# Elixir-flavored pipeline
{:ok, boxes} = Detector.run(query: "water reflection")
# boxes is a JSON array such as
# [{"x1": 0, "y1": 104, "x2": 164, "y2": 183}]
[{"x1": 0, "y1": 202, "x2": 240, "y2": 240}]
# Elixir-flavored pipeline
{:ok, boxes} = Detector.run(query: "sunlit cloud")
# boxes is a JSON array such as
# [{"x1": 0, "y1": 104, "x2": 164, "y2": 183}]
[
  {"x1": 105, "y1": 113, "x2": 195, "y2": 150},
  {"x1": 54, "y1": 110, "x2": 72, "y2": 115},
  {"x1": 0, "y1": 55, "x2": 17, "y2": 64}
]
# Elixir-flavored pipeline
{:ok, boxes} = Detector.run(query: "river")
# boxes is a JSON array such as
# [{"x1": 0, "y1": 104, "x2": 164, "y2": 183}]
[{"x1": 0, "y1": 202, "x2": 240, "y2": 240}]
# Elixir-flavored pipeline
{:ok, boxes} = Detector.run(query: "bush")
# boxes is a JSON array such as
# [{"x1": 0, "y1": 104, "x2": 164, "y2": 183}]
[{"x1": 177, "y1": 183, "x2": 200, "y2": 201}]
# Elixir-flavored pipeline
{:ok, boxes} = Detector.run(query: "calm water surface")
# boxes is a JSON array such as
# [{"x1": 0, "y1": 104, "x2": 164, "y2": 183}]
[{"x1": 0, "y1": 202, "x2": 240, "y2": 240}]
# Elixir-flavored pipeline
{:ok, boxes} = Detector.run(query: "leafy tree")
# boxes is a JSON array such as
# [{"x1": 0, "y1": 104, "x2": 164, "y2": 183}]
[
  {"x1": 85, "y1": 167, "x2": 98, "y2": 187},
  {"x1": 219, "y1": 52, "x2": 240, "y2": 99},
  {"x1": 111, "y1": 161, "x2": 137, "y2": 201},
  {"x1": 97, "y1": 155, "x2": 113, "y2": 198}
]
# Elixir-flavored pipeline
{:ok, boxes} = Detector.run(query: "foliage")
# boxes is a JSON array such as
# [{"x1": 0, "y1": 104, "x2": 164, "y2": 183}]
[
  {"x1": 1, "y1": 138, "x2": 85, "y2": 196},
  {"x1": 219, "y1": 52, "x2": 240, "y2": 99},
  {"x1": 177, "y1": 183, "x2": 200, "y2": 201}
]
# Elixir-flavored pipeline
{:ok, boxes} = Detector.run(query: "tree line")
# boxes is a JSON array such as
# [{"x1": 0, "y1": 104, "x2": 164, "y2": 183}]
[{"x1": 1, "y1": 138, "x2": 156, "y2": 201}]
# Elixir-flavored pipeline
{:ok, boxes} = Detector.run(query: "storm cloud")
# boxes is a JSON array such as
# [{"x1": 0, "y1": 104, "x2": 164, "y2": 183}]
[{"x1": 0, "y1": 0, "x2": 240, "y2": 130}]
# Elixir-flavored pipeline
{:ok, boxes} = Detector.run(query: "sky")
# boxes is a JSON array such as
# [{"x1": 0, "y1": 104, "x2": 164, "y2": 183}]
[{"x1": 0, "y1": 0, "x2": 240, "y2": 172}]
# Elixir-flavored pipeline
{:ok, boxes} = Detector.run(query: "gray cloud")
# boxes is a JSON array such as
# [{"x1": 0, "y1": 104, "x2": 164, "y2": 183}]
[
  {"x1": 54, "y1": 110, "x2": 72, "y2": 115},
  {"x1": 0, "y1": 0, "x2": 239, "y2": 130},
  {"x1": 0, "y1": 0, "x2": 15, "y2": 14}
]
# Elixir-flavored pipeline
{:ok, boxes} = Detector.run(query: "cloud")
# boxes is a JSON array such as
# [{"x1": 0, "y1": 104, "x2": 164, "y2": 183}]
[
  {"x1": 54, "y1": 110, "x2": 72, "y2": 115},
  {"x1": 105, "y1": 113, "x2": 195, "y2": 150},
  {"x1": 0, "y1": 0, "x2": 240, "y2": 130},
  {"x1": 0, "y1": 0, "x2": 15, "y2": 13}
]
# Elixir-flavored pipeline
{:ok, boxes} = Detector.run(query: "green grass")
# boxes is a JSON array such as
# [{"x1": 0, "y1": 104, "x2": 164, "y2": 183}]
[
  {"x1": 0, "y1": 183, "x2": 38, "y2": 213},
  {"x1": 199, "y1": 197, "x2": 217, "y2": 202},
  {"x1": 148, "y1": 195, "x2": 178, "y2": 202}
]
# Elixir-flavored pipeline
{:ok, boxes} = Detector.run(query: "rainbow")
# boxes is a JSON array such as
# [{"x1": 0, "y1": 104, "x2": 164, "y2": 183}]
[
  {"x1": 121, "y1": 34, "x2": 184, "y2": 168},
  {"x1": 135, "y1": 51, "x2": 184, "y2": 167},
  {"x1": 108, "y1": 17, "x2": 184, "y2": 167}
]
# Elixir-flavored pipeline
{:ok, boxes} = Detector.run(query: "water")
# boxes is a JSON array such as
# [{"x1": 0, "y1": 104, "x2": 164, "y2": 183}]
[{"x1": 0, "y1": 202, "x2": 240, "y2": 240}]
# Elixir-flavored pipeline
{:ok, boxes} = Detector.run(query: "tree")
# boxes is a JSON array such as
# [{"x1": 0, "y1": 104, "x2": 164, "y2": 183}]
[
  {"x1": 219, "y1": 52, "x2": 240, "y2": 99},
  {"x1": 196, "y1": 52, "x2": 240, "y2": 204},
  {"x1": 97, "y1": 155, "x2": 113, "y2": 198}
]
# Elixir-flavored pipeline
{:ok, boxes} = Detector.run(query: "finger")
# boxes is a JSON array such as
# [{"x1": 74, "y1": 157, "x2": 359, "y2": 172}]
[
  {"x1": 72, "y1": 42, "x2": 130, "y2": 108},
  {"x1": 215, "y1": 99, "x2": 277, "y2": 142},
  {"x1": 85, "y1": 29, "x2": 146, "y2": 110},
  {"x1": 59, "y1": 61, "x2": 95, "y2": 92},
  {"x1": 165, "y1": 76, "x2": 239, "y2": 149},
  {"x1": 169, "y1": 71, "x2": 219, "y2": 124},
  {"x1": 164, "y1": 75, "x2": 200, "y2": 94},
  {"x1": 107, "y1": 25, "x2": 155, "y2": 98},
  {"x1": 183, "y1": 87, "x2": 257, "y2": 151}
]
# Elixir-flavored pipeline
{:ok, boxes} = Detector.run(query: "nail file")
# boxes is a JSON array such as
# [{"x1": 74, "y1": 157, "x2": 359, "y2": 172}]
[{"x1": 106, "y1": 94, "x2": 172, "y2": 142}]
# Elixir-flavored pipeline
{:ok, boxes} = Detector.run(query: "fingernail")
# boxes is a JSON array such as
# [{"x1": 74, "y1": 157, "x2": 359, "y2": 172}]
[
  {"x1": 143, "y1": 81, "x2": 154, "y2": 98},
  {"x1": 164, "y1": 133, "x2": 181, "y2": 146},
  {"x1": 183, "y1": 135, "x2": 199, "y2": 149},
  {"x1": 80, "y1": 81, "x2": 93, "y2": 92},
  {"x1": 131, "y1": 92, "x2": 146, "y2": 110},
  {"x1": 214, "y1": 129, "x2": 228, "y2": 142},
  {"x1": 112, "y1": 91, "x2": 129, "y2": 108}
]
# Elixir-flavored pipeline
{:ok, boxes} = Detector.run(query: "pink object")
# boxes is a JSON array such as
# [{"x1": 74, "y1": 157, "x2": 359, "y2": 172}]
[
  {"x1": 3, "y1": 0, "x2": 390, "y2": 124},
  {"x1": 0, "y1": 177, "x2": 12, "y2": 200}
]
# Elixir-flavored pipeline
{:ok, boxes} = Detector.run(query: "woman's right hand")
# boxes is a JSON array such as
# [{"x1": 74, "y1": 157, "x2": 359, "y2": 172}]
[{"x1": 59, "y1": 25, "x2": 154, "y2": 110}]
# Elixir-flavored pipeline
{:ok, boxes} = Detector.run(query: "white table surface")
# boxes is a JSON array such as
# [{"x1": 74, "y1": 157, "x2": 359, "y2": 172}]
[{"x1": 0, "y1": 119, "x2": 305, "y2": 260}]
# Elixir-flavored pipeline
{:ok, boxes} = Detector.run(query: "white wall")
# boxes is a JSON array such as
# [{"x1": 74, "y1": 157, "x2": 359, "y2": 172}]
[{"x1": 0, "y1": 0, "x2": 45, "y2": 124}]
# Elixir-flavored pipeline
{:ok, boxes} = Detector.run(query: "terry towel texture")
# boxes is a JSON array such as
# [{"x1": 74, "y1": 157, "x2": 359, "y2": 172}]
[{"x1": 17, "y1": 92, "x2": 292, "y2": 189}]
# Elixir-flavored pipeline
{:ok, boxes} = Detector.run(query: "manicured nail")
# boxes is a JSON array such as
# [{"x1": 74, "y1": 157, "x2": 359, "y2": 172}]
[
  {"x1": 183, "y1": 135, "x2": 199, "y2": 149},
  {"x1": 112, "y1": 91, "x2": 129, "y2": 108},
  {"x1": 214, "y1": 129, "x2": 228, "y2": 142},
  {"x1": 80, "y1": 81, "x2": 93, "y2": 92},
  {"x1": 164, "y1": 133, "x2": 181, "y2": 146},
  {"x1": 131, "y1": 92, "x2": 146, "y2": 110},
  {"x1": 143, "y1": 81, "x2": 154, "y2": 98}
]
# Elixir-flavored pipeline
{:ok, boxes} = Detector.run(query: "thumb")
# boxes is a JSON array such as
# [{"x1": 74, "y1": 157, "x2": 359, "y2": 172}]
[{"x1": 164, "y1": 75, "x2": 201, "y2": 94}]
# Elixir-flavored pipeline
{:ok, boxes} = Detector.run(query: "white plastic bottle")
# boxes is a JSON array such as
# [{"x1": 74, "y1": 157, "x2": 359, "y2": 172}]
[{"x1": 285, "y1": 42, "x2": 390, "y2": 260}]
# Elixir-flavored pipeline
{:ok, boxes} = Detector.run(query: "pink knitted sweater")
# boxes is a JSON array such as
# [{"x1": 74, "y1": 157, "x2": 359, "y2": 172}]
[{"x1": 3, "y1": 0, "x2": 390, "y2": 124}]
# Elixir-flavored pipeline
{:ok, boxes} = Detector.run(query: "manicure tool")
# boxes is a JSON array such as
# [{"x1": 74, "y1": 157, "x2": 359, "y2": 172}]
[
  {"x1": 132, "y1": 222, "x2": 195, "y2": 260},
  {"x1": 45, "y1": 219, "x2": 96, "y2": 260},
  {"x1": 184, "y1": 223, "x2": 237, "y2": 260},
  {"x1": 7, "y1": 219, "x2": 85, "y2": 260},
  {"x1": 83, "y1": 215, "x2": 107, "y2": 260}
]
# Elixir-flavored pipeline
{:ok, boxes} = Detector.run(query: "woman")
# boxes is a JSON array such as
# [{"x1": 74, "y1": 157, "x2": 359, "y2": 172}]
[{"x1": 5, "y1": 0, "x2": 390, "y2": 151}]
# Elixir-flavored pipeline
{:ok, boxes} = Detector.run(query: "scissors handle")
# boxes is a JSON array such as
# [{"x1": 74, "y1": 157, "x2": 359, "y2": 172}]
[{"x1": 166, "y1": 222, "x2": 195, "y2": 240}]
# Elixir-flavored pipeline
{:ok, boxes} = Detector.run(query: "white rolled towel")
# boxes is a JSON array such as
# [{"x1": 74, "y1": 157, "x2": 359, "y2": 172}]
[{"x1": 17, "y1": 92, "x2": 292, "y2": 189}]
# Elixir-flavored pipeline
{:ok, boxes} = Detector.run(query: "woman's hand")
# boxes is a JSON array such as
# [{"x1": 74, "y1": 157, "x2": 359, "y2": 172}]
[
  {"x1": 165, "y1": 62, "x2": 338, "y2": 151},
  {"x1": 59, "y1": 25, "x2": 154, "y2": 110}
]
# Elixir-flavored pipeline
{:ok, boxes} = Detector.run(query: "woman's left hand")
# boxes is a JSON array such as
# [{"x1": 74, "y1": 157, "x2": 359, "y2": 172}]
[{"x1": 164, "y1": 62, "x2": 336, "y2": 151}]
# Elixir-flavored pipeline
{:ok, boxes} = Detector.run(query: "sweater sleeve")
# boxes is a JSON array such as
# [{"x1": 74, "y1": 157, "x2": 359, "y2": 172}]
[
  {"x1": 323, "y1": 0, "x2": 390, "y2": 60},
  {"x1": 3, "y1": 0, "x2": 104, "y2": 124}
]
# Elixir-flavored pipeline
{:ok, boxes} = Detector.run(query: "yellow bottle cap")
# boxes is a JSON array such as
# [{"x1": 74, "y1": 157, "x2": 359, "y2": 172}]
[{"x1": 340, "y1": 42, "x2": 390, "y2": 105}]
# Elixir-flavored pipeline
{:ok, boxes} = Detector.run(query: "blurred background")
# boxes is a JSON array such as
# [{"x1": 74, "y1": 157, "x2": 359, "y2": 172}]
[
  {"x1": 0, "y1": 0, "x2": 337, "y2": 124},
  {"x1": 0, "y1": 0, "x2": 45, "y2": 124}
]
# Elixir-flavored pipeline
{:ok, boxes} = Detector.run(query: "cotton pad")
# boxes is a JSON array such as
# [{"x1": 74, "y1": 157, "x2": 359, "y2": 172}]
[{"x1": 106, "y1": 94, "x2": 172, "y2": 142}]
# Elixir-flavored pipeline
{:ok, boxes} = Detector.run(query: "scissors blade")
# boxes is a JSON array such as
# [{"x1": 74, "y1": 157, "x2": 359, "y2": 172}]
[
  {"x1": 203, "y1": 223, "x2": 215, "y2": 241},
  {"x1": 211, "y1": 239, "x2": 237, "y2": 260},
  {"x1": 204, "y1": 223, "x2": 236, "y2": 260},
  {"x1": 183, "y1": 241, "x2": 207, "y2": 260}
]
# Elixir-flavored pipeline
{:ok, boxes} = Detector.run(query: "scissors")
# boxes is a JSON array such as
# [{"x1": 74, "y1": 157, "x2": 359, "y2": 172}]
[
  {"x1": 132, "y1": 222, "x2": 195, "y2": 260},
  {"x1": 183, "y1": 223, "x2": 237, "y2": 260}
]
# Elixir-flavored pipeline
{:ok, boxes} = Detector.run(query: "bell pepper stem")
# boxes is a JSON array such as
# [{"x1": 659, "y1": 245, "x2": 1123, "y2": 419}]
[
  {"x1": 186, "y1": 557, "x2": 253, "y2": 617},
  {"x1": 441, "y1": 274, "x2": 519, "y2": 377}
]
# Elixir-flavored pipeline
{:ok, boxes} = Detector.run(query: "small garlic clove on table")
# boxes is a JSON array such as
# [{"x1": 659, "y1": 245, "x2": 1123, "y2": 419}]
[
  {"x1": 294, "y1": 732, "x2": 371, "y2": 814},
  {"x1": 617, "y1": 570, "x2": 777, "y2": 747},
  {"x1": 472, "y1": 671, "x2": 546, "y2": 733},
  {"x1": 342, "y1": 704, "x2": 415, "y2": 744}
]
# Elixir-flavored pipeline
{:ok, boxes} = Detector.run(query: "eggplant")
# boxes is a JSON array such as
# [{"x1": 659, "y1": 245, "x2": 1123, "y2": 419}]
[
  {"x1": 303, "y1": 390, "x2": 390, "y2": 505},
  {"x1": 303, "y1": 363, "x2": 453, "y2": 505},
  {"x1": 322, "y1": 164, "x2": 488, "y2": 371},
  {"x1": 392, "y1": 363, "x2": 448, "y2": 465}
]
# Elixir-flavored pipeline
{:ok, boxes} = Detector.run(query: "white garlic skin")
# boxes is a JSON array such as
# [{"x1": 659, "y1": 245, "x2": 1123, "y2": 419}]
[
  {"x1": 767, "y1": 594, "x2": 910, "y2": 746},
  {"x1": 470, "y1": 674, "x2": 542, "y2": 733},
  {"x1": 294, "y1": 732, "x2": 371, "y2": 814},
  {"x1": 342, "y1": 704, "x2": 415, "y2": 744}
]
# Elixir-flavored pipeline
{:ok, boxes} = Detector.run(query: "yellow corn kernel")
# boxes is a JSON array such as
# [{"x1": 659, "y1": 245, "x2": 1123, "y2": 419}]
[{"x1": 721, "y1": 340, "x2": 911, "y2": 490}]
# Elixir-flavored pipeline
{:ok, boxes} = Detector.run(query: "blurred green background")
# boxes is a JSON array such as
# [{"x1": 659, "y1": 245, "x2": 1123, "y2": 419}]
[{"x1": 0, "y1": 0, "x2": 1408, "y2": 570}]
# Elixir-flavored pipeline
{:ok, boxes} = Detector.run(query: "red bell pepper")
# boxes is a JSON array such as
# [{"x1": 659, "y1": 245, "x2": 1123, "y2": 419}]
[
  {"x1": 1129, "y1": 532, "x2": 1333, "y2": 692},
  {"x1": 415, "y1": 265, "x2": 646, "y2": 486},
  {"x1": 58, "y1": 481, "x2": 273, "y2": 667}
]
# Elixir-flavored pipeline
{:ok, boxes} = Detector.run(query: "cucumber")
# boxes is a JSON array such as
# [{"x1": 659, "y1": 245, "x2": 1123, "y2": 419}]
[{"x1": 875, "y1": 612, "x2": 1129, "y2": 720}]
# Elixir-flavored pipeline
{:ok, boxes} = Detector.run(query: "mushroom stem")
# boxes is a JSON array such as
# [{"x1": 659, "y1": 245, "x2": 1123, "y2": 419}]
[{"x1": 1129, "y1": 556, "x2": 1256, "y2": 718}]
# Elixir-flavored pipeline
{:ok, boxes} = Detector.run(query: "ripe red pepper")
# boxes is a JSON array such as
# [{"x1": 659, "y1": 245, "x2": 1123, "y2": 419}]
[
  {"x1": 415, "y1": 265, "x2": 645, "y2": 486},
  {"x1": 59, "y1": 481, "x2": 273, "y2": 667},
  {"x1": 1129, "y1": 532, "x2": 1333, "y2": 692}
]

**What needs to be done**. Select each line in the data above that contains the word "towel" and copy those lines out in full.

**Complete output**.
{:ok, boxes} = Detector.run(query: "terry towel texture")
{:ok, boxes} = Detector.run(query: "white rolled towel")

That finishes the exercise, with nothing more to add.